=== What is asked ===
The records below hold pictures; please leave those out and retype the rest exactly.

===

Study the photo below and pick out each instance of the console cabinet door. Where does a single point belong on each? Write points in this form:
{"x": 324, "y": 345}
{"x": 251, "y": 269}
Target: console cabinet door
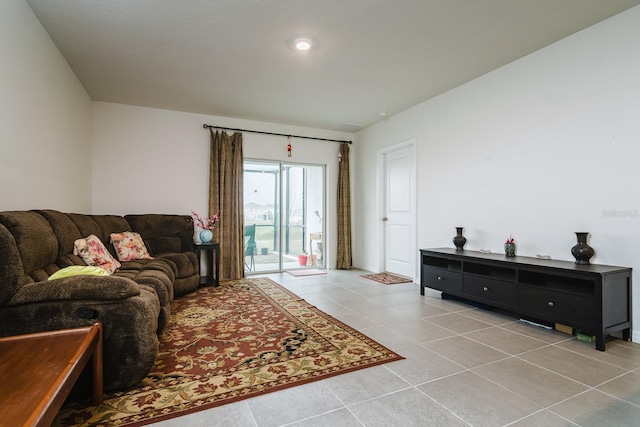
{"x": 490, "y": 290}
{"x": 557, "y": 306}
{"x": 442, "y": 280}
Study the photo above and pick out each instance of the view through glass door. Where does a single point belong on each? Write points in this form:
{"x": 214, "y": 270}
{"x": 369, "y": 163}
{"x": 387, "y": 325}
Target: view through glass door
{"x": 283, "y": 212}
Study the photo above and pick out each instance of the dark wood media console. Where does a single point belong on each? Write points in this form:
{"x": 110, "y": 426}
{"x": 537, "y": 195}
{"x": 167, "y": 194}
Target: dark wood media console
{"x": 593, "y": 298}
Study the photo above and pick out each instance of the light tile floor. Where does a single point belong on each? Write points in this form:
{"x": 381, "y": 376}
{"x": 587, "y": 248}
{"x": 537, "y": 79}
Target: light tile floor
{"x": 464, "y": 366}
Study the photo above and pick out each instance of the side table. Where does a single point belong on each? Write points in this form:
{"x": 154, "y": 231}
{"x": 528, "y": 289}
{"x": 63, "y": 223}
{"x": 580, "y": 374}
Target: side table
{"x": 212, "y": 261}
{"x": 38, "y": 371}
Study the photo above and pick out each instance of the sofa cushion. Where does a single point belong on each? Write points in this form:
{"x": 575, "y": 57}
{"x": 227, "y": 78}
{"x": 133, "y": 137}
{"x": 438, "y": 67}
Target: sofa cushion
{"x": 129, "y": 246}
{"x": 35, "y": 241}
{"x": 163, "y": 233}
{"x": 78, "y": 270}
{"x": 11, "y": 270}
{"x": 94, "y": 253}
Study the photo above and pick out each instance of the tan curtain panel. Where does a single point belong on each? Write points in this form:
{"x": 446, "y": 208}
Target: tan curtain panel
{"x": 226, "y": 198}
{"x": 344, "y": 256}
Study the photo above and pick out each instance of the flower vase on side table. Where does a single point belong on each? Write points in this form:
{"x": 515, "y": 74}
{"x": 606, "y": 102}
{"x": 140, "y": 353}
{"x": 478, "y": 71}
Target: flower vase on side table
{"x": 206, "y": 236}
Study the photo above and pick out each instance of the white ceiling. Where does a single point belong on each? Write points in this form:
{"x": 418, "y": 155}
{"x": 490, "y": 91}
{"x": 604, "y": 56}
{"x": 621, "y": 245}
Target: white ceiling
{"x": 235, "y": 58}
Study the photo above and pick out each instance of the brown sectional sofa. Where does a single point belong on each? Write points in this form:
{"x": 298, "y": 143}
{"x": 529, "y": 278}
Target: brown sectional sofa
{"x": 133, "y": 304}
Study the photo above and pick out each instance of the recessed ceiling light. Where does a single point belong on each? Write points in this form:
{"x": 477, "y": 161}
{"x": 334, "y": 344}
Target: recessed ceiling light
{"x": 303, "y": 44}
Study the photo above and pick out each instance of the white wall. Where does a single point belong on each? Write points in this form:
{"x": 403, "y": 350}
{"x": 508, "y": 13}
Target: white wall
{"x": 45, "y": 120}
{"x": 148, "y": 160}
{"x": 538, "y": 149}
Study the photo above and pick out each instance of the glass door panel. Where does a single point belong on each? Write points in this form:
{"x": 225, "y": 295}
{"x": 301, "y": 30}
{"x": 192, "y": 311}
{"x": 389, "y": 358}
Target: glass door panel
{"x": 285, "y": 202}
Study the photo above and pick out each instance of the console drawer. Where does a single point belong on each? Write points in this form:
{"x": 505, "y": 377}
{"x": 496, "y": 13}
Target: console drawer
{"x": 490, "y": 290}
{"x": 442, "y": 280}
{"x": 557, "y": 306}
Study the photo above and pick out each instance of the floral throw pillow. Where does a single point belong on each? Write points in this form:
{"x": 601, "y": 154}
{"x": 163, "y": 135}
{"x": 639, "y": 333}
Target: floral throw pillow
{"x": 129, "y": 246}
{"x": 94, "y": 253}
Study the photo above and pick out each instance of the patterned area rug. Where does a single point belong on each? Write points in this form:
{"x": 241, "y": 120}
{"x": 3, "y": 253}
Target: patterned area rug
{"x": 225, "y": 344}
{"x": 387, "y": 278}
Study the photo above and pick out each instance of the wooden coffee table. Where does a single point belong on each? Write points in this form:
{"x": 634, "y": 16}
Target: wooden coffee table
{"x": 38, "y": 371}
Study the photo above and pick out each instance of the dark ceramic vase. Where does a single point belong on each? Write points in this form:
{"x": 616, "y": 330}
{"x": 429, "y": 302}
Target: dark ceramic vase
{"x": 459, "y": 240}
{"x": 510, "y": 249}
{"x": 582, "y": 252}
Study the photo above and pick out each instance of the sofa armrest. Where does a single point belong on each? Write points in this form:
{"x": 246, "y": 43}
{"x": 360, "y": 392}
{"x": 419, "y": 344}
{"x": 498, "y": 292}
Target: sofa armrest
{"x": 76, "y": 288}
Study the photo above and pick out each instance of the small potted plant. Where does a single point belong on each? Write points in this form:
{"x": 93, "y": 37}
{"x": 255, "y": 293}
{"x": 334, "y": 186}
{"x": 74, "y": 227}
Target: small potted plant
{"x": 510, "y": 247}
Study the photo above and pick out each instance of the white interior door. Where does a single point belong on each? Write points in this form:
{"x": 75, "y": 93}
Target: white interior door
{"x": 399, "y": 211}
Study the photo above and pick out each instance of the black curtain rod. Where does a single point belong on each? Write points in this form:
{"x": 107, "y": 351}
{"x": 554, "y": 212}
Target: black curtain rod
{"x": 272, "y": 133}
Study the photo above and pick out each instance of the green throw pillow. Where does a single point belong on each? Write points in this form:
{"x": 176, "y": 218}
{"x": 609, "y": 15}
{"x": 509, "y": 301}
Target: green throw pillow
{"x": 77, "y": 270}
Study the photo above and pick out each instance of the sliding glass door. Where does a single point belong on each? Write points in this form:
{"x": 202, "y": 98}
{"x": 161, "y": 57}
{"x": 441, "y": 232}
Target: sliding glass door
{"x": 283, "y": 212}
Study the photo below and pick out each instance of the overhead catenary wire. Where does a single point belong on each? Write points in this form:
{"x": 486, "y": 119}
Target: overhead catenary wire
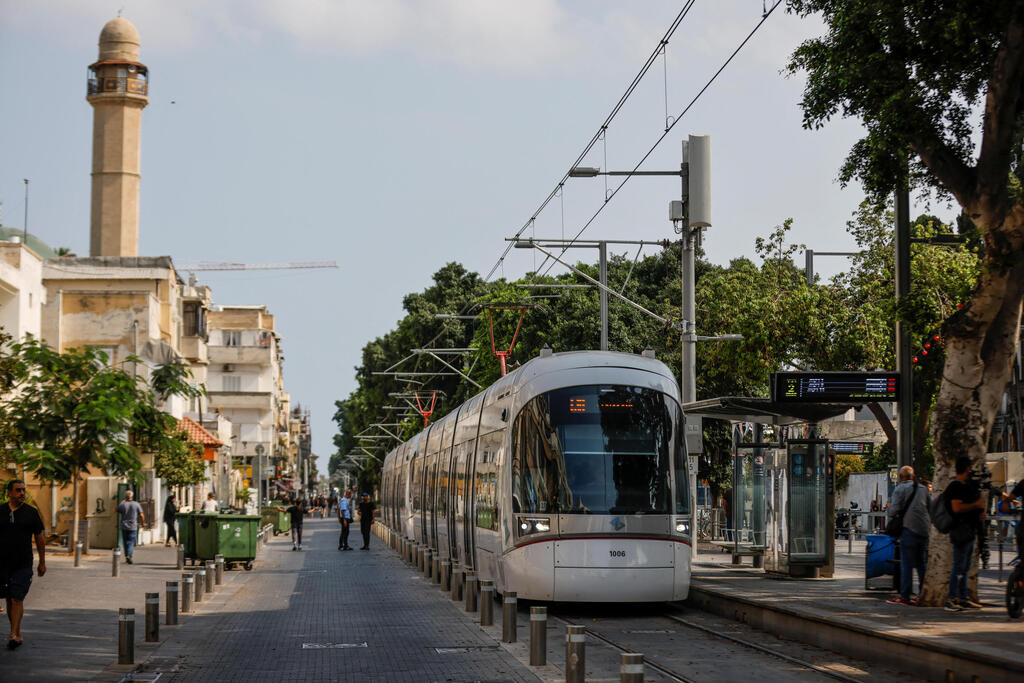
{"x": 665, "y": 134}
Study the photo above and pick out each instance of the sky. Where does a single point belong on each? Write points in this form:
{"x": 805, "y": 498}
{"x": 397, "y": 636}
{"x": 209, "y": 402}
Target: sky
{"x": 394, "y": 136}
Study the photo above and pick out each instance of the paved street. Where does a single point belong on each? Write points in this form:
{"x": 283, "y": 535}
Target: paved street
{"x": 315, "y": 615}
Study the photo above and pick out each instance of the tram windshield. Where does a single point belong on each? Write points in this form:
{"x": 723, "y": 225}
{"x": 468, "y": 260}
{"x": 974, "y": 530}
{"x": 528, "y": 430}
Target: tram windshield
{"x": 597, "y": 450}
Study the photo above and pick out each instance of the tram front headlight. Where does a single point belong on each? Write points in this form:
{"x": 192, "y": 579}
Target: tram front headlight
{"x": 529, "y": 525}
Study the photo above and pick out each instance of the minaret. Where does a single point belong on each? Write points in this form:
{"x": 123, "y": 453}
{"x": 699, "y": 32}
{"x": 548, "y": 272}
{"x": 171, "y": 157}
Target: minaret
{"x": 118, "y": 89}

===

=== Solution to the exercise ===
Study the photo below and pick out each instance of the console cabinet door. Where does a single point belong on each? Write points in this form:
{"x": 324, "y": 345}
{"x": 251, "y": 269}
Target: console cabinet door
{"x": 490, "y": 290}
{"x": 557, "y": 306}
{"x": 442, "y": 280}
Study the photo above and pick out each instance of the view through glass door. Where does a single point belong on each? Write points in this form:
{"x": 214, "y": 270}
{"x": 369, "y": 163}
{"x": 387, "y": 325}
Target: view through glass door
{"x": 283, "y": 212}
Study the photo above and pick out each instance of the dark wood media console. Where does a single point belong on each? Write points in this form:
{"x": 110, "y": 426}
{"x": 537, "y": 195}
{"x": 167, "y": 194}
Target: dark wood media console
{"x": 593, "y": 298}
Study the photo above and pick out each instance of the light tile floor. Where does a single point belong on each? Write points in this form:
{"x": 381, "y": 376}
{"x": 587, "y": 248}
{"x": 537, "y": 79}
Target: light tile floor
{"x": 464, "y": 366}
Study the photo above and pick out each instance of the side table. Where does a single point belong on each? Write points in this form:
{"x": 154, "y": 231}
{"x": 528, "y": 289}
{"x": 63, "y": 223}
{"x": 580, "y": 374}
Target: side table
{"x": 212, "y": 261}
{"x": 38, "y": 371}
Study the photo above and pick out each instance of the sofa cushion. Where does a single point belong on each? Write points in this form:
{"x": 575, "y": 57}
{"x": 227, "y": 78}
{"x": 133, "y": 137}
{"x": 438, "y": 67}
Target: sofa cushion
{"x": 129, "y": 246}
{"x": 35, "y": 241}
{"x": 163, "y": 233}
{"x": 78, "y": 270}
{"x": 11, "y": 270}
{"x": 94, "y": 253}
Study the photo above and pick out each instance of the tan curtain panel. Where does a single point belong on each? Write points in this form:
{"x": 446, "y": 208}
Target: tan curtain panel
{"x": 226, "y": 198}
{"x": 344, "y": 256}
Study the photo above and pick out each instance of the flower vase on side table. Where does a single point belong on each? Write points in this form:
{"x": 515, "y": 74}
{"x": 606, "y": 102}
{"x": 140, "y": 353}
{"x": 478, "y": 71}
Target: flower vase on side table
{"x": 206, "y": 236}
Study the photo above and pick out each instance of the white ceiling. Where does a single point belong on each? Write points in this form:
{"x": 418, "y": 155}
{"x": 490, "y": 91}
{"x": 604, "y": 56}
{"x": 621, "y": 245}
Target: white ceiling
{"x": 235, "y": 58}
Study the photo above and pick out each instance of the brown sectional sofa. Where does a single point belong on each? Write points in this form:
{"x": 298, "y": 143}
{"x": 529, "y": 278}
Target: brown sectional sofa
{"x": 133, "y": 304}
Study the photo above and pick out each instance of the recessed ceiling light. Where does a single point belong on each? Write points in this form:
{"x": 477, "y": 161}
{"x": 334, "y": 344}
Target: recessed ceiling light
{"x": 303, "y": 44}
Study the photo above and pick out each instance of the white wall. Where does a single point belong on each? Write points in this form:
{"x": 403, "y": 350}
{"x": 508, "y": 13}
Target: white wall
{"x": 45, "y": 120}
{"x": 148, "y": 160}
{"x": 538, "y": 149}
Study the photo above and pick out each instance of the glass door panel. Where does a single point belong on each? Write points in this form:
{"x": 225, "y": 295}
{"x": 301, "y": 30}
{"x": 192, "y": 311}
{"x": 389, "y": 358}
Target: glass door panel
{"x": 285, "y": 202}
Study the photo above and pick out each instance of the console drawer. Where does a single point belong on each? Write points in this form:
{"x": 505, "y": 377}
{"x": 496, "y": 13}
Target: console drawer
{"x": 490, "y": 290}
{"x": 442, "y": 280}
{"x": 557, "y": 306}
Study the photo above and pick out each instance of the floral throw pillow. Where does a single point belong on each? Write points in this form:
{"x": 601, "y": 154}
{"x": 163, "y": 135}
{"x": 639, "y": 333}
Target: floral throw pillow
{"x": 129, "y": 246}
{"x": 94, "y": 253}
Study the photo above and pick out each instance of the patterned area rug. Where does a single point belong on each? Write points in this form:
{"x": 241, "y": 120}
{"x": 3, "y": 253}
Target: patterned area rug
{"x": 225, "y": 344}
{"x": 387, "y": 278}
Study the photo above and pick out each instance of the wooden coffee table. Where does a single point belong on each? Write points in this form:
{"x": 634, "y": 16}
Target: wooden coffee table
{"x": 38, "y": 371}
Study the photo above and pick out each instance of the dark ceramic vase. Where does a single point belong on each? Write points in this form:
{"x": 616, "y": 330}
{"x": 429, "y": 302}
Target: dark ceramic vase
{"x": 459, "y": 240}
{"x": 510, "y": 249}
{"x": 582, "y": 252}
Study the photo above and pick out each instance of the sofa armrest. Where does a single point belong on each? Write points in this form:
{"x": 246, "y": 43}
{"x": 360, "y": 392}
{"x": 419, "y": 344}
{"x": 498, "y": 292}
Target: sofa armrest
{"x": 76, "y": 288}
Study the photo above and pick out each instance of the small potted plant. Where does a single point belong on each? Write points in this form:
{"x": 93, "y": 37}
{"x": 255, "y": 293}
{"x": 334, "y": 186}
{"x": 74, "y": 227}
Target: small potted plant
{"x": 510, "y": 247}
Study the photo above and pick out each instance of the white interior door. Where does a single point belong on each? Write points in this form:
{"x": 75, "y": 93}
Target: white interior door
{"x": 399, "y": 211}
Study the photo above and pick out each instance of the black curtain rod. Where does a single point belong on each? Write points in this form:
{"x": 107, "y": 351}
{"x": 554, "y": 212}
Target: black curtain rod
{"x": 272, "y": 133}
Study the photo above and pick out each instance of the green throw pillow. Where does a single point belong on each? Write points in this form:
{"x": 176, "y": 218}
{"x": 609, "y": 15}
{"x": 509, "y": 301}
Target: green throw pillow
{"x": 77, "y": 270}
Study the photo above and pick out each instance of the sliding glass door. Where does a single point belong on each? Write points in this form:
{"x": 202, "y": 98}
{"x": 161, "y": 57}
{"x": 441, "y": 232}
Target: sliding glass door
{"x": 283, "y": 212}
Study the photo below and pick out each instance of the overhead catenary wire. Where does a single point belong on each? Write points in this form:
{"x": 486, "y": 119}
Target: overhead catenary wire
{"x": 665, "y": 134}
Study the photo above and pick out each instance of the sky. Where does a single point belong on each? Write points in this form:
{"x": 805, "y": 498}
{"x": 397, "y": 636}
{"x": 209, "y": 402}
Target: sky
{"x": 394, "y": 136}
Study the photo above and pick out each instance of the paved street. Where does a single point belong on each? Write points in this form:
{"x": 283, "y": 535}
Target: paved street
{"x": 315, "y": 615}
Study the photo above and pick out each instance of the tram windshield. Where does a single point belong on each? Write points in this form:
{"x": 723, "y": 225}
{"x": 468, "y": 260}
{"x": 974, "y": 530}
{"x": 528, "y": 430}
Target: tram windshield
{"x": 597, "y": 450}
Study the photo above and pick out each instance of the tram front headlight. Where does a single point belong on each? Write points in this form:
{"x": 192, "y": 579}
Target: tram front headlight
{"x": 529, "y": 525}
Study the photo above and pick out each instance of the minaret. Where does a single point belong on each? Write points in this form:
{"x": 123, "y": 453}
{"x": 699, "y": 32}
{"x": 548, "y": 272}
{"x": 171, "y": 157}
Target: minaret
{"x": 118, "y": 89}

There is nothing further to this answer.